# [Task to complete]
Scan the listing beneath this sentence. Report each line with the word "below".

# [Recorded data]
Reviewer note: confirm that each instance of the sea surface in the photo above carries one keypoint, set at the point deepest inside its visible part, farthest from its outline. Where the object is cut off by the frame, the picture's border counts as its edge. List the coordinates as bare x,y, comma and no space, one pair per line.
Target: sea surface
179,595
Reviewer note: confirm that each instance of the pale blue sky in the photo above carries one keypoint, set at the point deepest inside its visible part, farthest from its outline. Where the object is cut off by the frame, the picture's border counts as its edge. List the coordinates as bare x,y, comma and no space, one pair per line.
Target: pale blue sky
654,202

---

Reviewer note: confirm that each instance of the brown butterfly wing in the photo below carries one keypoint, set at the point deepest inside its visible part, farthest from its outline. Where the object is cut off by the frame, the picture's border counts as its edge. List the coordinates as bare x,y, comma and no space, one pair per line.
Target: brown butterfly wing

* * *

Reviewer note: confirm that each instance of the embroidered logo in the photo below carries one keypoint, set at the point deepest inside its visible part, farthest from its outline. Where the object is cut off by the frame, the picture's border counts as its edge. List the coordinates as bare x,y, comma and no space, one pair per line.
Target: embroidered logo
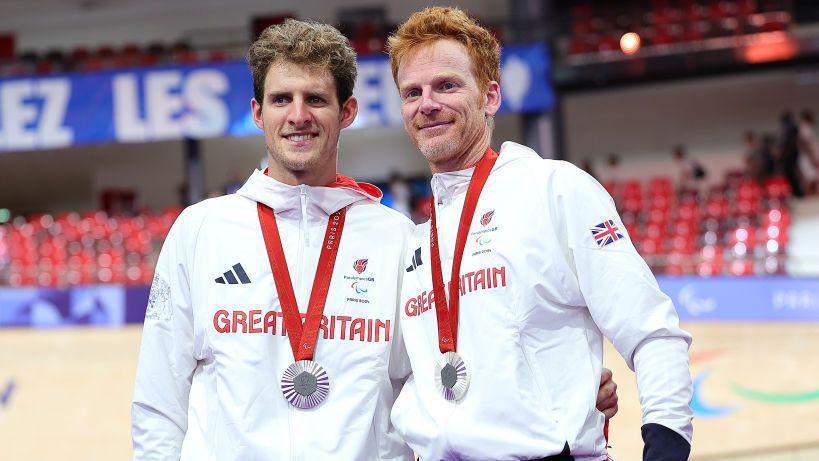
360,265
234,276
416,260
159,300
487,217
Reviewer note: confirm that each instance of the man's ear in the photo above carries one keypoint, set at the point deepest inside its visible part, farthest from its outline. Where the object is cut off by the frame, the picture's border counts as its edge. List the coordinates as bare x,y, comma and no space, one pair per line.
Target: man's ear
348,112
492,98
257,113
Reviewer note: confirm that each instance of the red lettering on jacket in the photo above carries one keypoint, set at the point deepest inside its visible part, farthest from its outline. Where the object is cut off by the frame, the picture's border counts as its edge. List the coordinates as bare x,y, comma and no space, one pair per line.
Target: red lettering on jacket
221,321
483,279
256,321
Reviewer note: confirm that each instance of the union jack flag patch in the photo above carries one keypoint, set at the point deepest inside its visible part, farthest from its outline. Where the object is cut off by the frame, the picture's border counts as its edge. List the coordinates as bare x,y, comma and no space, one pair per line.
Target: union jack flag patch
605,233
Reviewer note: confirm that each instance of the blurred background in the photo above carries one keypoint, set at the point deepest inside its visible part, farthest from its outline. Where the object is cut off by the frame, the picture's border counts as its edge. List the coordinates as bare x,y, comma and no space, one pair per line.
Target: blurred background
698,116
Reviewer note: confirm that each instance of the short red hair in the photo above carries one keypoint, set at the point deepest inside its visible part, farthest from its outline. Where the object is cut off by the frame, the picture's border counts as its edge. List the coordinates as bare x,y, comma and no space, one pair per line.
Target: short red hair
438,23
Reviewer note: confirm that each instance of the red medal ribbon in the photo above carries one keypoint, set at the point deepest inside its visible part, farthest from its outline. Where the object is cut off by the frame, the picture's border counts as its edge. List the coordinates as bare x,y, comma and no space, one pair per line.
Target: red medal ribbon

# [Answer box]
Reviewer note: confirm that each instance of the brown butterfly wing in the photo below carries one keypoint, set at the point deepest inside its visible part, farthest from its outline. Where the object is cut off by the frame, the picture's border counts as its edge. List the coordinates as bare x,y, comma and no space, one pair per line.
Reviewer note: confirm that each instance of the embroidered logo in the photo below carries one keypoint, set at the point deepest inside its visible part, farthest from its outline. Where the object is cut off by the frame, the picture's border counts as its edge. List the coordinates as bare x,y, comma and no space, one pair per line.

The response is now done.